Questions to answer:
1 - Do the following statements agree with the Brownian motion piece? Answer yes or no for each and quote the deciding words. (a) Robert Brown documented the movements of pollen grains in water in the early 1820s. (b) Einstein proposed that the pollen particles were being pushed about by air currents. (c) MMPI agrees that there is no link between the natural world and the modern economy and finance.
2 - Can you transcribe everything in the Brownian motion piece from "However, further experiments" down to "out of cells."?
3 - Why was diffusion an important breakthrough, according to the Brownian motion piece? Answer in one to three sentences.

Excerpt to read:
Brownian Motion

 

Great tomes have been written about the irregular movements of share prices and no doubt future volumes will have much more to say. MMPI wonders whether Brownian motion could point to a clearer explanation.

Following extensive research in the early 1820s, the botanist Robert Brown noticed and documented the movements of pollen grains in water – they appeared to be totally random. Almost a century later, Einstein added to the intrigue by proposing that the pollen particles were being pushed about by water molecules. This was pretty revolutionary stuff at the time. Once again, the movements seemed to be equally indiscriminate.

However, further experiments showed some neater patterns emerging. The term ‘diffusion’ was coined to explain the movement from an area of high concentration to lower concentration. This was an important breakthrough because it debunked the randomness issue – but also because it explained how substances actually move in and out of cells.

Many people believe that there is absolutely no link between the natural world and the modern economy and finance. MMPI believes this is an unfortunate error of judgement. Examples abound of human ingenuity copying nature for inspiration. Many medicines derive directly from plants. Architecture clings relentlessly to natural design. The aerodynamics of trains and cars are copied from birds and bees.

Information provided:
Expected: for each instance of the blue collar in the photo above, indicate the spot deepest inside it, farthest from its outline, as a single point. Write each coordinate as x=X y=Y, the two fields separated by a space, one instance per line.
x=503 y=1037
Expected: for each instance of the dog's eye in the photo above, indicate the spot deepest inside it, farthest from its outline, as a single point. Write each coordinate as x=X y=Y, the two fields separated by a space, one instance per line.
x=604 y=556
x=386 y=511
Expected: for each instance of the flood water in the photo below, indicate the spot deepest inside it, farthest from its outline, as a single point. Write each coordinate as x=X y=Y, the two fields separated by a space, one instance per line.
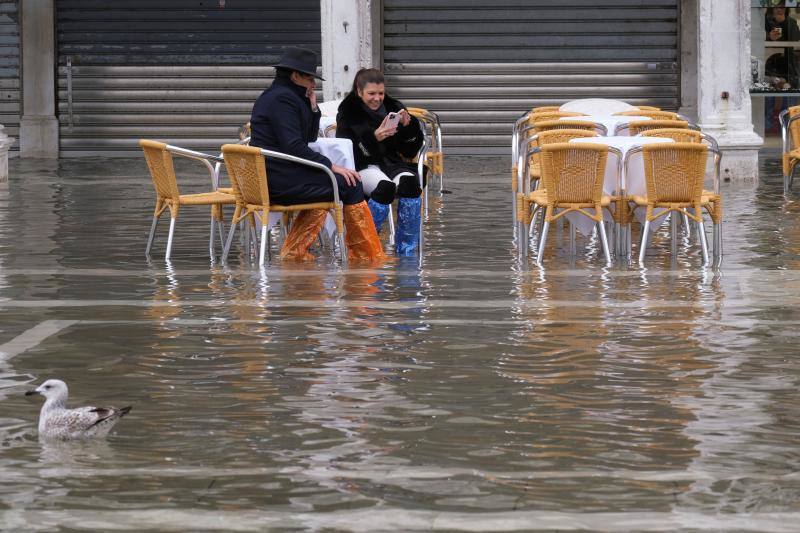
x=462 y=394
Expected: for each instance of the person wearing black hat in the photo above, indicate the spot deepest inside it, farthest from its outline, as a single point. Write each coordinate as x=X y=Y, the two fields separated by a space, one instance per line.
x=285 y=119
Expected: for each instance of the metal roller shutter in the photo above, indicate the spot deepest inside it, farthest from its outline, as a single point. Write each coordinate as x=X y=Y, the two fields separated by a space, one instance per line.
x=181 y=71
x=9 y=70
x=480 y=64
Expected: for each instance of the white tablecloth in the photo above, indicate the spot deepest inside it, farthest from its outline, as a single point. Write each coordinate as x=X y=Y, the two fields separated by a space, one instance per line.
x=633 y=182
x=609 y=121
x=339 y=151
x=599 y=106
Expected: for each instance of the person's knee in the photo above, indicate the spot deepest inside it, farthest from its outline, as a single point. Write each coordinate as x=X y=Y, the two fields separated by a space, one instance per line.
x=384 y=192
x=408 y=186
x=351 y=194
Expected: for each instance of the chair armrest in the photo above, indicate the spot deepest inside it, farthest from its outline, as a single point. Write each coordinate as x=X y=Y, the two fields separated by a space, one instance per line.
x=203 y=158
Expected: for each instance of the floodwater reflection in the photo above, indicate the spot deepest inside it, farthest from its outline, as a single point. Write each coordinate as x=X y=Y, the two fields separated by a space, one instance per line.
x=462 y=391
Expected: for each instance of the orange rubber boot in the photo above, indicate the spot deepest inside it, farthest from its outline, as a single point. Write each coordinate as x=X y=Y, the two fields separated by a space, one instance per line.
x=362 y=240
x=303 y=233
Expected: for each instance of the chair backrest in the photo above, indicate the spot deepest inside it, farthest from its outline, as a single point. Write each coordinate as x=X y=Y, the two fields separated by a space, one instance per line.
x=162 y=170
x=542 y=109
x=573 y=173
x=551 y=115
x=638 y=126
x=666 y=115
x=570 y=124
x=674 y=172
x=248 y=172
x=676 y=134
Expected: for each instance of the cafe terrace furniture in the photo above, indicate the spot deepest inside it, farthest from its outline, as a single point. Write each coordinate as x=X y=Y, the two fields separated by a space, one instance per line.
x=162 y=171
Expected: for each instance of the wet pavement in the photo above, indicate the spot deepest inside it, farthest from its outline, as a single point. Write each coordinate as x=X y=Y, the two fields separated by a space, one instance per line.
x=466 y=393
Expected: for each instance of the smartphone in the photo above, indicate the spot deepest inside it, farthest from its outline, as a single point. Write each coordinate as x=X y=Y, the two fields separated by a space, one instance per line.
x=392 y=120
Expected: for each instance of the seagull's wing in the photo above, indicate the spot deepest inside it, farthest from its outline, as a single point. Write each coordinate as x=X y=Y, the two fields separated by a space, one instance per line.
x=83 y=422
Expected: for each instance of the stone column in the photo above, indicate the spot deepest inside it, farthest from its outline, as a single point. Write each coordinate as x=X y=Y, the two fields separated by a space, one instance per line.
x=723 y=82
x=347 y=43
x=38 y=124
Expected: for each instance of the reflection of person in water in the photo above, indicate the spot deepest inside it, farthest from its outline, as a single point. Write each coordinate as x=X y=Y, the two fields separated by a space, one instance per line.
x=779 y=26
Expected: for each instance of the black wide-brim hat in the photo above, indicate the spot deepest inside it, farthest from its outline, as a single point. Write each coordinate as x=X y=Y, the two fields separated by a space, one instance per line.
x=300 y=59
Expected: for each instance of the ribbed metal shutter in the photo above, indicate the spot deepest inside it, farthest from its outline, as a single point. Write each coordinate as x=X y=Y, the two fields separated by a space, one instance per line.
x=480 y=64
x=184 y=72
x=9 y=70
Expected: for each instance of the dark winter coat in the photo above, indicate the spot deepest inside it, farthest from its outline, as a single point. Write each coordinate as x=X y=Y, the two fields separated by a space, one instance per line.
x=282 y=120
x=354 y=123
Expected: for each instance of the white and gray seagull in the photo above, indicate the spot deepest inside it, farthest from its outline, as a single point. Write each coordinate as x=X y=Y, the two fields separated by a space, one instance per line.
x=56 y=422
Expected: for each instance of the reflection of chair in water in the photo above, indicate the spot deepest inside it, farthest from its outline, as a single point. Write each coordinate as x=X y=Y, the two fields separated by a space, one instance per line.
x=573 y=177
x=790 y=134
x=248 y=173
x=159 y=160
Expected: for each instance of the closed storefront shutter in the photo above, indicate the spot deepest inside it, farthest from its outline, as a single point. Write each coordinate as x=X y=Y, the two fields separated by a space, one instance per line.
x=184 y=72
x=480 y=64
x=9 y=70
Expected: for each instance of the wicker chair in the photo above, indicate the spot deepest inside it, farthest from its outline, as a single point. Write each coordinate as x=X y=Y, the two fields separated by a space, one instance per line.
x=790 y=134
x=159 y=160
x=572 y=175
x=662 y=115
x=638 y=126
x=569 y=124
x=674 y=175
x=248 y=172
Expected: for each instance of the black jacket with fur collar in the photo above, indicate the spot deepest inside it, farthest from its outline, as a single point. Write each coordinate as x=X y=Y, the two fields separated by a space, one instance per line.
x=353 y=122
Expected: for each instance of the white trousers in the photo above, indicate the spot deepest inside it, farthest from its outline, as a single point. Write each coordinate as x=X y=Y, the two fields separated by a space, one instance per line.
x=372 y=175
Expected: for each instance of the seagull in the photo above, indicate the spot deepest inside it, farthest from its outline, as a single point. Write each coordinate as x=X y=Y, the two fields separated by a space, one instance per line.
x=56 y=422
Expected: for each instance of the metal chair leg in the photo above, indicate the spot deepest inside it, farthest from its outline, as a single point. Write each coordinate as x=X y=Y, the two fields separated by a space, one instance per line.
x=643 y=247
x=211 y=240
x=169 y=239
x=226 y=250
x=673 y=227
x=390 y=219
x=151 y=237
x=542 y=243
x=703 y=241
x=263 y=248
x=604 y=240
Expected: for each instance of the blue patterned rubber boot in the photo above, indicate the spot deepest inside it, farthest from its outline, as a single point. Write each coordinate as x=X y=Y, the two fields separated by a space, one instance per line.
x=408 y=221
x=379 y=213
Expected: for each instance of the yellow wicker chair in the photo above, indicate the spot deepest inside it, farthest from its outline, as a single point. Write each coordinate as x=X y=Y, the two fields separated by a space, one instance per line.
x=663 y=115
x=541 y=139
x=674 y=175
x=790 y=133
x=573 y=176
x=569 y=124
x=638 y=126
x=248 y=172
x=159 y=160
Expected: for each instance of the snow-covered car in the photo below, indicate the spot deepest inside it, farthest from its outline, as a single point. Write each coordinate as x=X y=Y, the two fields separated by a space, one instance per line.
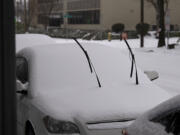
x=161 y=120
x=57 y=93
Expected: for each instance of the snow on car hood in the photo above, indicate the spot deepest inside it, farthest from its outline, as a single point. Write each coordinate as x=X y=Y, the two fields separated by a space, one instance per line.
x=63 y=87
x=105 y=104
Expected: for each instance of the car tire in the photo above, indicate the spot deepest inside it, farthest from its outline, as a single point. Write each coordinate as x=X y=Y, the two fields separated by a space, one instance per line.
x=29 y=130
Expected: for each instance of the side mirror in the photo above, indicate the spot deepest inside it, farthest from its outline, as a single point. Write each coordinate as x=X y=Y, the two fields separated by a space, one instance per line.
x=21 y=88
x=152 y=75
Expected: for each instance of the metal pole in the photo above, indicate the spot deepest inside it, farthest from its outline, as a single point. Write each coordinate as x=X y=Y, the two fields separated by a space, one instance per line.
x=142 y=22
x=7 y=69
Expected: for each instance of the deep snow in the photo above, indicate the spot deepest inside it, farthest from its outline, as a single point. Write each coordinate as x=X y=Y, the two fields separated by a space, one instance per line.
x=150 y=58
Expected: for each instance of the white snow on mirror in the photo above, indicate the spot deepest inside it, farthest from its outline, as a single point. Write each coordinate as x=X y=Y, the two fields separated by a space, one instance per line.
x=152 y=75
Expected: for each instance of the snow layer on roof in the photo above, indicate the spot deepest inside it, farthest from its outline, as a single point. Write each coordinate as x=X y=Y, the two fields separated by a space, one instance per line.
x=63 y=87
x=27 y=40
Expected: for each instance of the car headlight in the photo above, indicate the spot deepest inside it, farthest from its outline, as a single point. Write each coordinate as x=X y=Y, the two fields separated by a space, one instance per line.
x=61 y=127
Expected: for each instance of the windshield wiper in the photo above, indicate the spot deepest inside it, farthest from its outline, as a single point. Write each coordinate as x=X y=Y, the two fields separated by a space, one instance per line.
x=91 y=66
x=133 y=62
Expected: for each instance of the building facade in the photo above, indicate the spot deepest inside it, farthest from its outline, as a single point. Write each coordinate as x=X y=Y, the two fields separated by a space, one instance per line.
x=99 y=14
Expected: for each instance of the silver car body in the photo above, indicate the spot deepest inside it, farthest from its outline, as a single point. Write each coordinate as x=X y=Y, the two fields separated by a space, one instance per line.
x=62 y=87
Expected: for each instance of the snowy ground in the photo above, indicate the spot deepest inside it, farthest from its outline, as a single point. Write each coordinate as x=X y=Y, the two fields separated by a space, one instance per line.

Solutions to the problems:
1 -
(a) Yes: "Following extensive research in the early 1820s, the botanist Robert Brown noticed and documented the movements of pollen grains in water"
(b) No: "Einstein added to the intrigue by proposing that the pollen particles were being pushed about by water molecules"
(c) No: "MMPI believes this is an unfortunate error of judgement."

2 -
However, further experiments showed some neater patterns emerging. The term ‘diffusion’ was coined to explain the movement from an area of high concentration to lower concentration. This was an important breakthrough because it debunked the randomness issue – but also because it explained how substances actually move in and out of cells.

3 - Diffusion was an important breakthrough because it debunked the randomness issue. It also explained how substances actually move in and out of cells.